**Short problem:** Print only the line with "tower spire, each" and the lines after it, ending with the last line of the material, each exactly as it stands.
+++ Given data
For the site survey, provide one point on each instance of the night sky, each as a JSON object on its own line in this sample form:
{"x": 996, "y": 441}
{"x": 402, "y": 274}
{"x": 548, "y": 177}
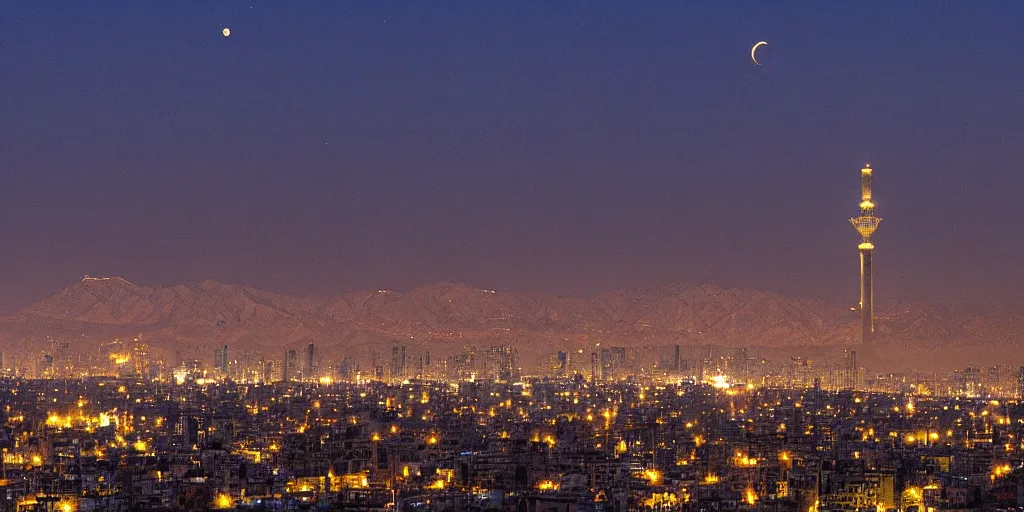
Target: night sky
{"x": 550, "y": 147}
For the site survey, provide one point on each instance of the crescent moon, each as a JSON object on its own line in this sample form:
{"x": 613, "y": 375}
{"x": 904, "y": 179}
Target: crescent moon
{"x": 755, "y": 49}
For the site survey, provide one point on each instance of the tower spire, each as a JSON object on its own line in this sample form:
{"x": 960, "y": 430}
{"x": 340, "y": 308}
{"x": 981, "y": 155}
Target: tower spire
{"x": 865, "y": 224}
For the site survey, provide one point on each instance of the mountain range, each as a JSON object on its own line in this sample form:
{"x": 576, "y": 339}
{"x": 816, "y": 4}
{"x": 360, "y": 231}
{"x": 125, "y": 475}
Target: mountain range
{"x": 449, "y": 316}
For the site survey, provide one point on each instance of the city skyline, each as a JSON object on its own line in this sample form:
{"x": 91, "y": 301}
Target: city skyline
{"x": 541, "y": 148}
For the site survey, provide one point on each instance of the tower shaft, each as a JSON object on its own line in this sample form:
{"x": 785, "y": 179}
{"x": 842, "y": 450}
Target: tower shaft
{"x": 866, "y": 298}
{"x": 865, "y": 224}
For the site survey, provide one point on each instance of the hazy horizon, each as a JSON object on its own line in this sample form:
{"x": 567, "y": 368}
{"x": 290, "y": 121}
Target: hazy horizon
{"x": 552, "y": 148}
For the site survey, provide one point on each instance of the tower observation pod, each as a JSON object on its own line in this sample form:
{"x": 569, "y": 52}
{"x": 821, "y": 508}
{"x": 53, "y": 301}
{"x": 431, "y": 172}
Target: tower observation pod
{"x": 866, "y": 224}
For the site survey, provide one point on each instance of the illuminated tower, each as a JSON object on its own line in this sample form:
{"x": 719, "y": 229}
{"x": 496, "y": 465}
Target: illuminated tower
{"x": 865, "y": 224}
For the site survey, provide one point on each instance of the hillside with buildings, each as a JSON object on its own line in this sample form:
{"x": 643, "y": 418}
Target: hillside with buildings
{"x": 449, "y": 316}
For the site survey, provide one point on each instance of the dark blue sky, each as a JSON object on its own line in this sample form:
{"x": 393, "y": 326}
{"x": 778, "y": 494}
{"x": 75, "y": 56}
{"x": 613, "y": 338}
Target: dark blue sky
{"x": 539, "y": 146}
++++++
**Answer for this exercise:**
For the site survey, provide one point on each instance of the tower spire, each as a JSON object on its own line in this sample form:
{"x": 960, "y": 430}
{"x": 340, "y": 308}
{"x": 981, "y": 155}
Target: tower spire
{"x": 865, "y": 224}
For the site survey, provide one point on each instance of the mountain range, each as a JSON object on its own line in this sample form:
{"x": 576, "y": 339}
{"x": 816, "y": 4}
{"x": 360, "y": 231}
{"x": 125, "y": 475}
Target: mountain range
{"x": 449, "y": 316}
For the site survey, provide one point on each instance of the city skyline, each as a JSON object on its own line in this sample form:
{"x": 91, "y": 301}
Target: city skyline
{"x": 541, "y": 148}
For the site survey, provide one point on each instance of the tower shaft, each as a JSON object on its own line in this sample form:
{"x": 785, "y": 179}
{"x": 842, "y": 450}
Target: tower shaft
{"x": 866, "y": 298}
{"x": 865, "y": 224}
For the site survey, provide one point on each instance of the hazy horizon, each as a JSON object on its own line in this sample form:
{"x": 567, "y": 368}
{"x": 290, "y": 121}
Target: hazy horizon
{"x": 552, "y": 148}
For the site survey, provide one point on each instance of the tower observation pod, each as a JSON object on its own line in this sample form:
{"x": 569, "y": 52}
{"x": 821, "y": 508}
{"x": 53, "y": 301}
{"x": 431, "y": 172}
Target: tower observation pod
{"x": 866, "y": 224}
For the site survey, provide one point on each instance of the illuminated tower, each as a JSON object on its own line in this sample form:
{"x": 719, "y": 229}
{"x": 496, "y": 465}
Target: illuminated tower
{"x": 865, "y": 224}
For the site survey, provide one point on each instance of the hillside with buildings, each as a JSON object on its own line in this sample form:
{"x": 643, "y": 418}
Target: hillside with buildings
{"x": 449, "y": 316}
For the site survey, provide one point on each instance of the dark blue sky, each as a JSON object on its own line in this sample form:
{"x": 393, "y": 326}
{"x": 778, "y": 494}
{"x": 75, "y": 56}
{"x": 613, "y": 338}
Target: dark blue sky
{"x": 539, "y": 146}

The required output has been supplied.